THE PROBLEM: Nothing in the records may be left out or altered; reproduce them all exactly.

▽

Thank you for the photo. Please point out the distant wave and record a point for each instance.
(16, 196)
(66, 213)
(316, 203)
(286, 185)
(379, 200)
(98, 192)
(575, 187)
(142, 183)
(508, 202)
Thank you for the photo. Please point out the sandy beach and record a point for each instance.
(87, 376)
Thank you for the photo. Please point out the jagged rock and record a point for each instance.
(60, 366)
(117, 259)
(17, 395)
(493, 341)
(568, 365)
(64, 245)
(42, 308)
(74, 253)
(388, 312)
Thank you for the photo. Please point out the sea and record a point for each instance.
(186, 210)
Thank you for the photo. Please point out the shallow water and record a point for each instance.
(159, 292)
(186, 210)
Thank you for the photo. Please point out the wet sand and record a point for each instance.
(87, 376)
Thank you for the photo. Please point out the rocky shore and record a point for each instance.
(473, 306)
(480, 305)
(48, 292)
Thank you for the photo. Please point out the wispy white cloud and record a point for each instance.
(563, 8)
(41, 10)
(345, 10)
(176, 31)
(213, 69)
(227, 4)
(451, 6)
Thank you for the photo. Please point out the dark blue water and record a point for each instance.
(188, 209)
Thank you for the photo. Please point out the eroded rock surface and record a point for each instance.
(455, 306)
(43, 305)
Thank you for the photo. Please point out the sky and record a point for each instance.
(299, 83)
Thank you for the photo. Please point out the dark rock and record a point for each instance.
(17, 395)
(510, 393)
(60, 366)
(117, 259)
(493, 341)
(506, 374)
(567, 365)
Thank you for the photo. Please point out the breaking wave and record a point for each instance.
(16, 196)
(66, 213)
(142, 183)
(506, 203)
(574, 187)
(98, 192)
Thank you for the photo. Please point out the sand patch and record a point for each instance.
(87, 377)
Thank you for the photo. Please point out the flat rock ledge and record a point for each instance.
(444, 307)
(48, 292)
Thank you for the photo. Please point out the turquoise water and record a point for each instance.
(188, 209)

△

FINISHED TASK:
Thank you for the photo. Please point out the distant wave and record a point for each instance.
(16, 196)
(66, 213)
(316, 203)
(286, 185)
(379, 200)
(98, 192)
(575, 187)
(142, 183)
(508, 202)
Thank you for the photo. Please point out the sandy beach and record a point for each instance.
(87, 376)
Thank you for the photo. Please point out the jagged rock and record a point for each instance.
(60, 366)
(117, 259)
(17, 395)
(493, 341)
(568, 365)
(64, 245)
(42, 308)
(74, 253)
(388, 312)
Thank you for the photo. Please point out the sea and record a point for each instance.
(186, 210)
Thank you for the photo. Please point out the shallow water and record a point for each instance.
(159, 292)
(186, 210)
Thank you for the photo. Please point out the wet sand and record a point for each instance.
(87, 376)
Thank you for the photo. Please point out the rocky shore and record a point for each instance.
(473, 306)
(480, 305)
(48, 292)
Thank you for the photo. Please point out the wispy white cloud and record a point for each instance.
(563, 8)
(41, 10)
(345, 10)
(176, 31)
(213, 69)
(227, 4)
(451, 6)
Thank you for the photo. Please point out the dark blue water and record a point for each instance.
(188, 209)
Thank you for the photo. Please point out the eroded rock surface and record a point for each instance.
(455, 306)
(43, 305)
Thank you for the photo. Please point out the sky and record a point for each instance.
(299, 83)
Thank you for the photo. Please point out the dark rock and record a point for each instance.
(17, 395)
(510, 393)
(60, 366)
(117, 259)
(493, 341)
(506, 374)
(567, 365)
Thank you for the photo. Please point out the breaking wave and record a point for each instance.
(16, 196)
(66, 213)
(142, 183)
(506, 203)
(574, 187)
(98, 192)
Thank you for the photo. Please point out the sand patch and record a point for each instance.
(87, 377)
Thank you for the photo. Please point out the flat rock ledge and record a point for each instance.
(444, 307)
(48, 292)
Thank you for the photo. Please point out the turquoise water and record a point for each instance.
(188, 209)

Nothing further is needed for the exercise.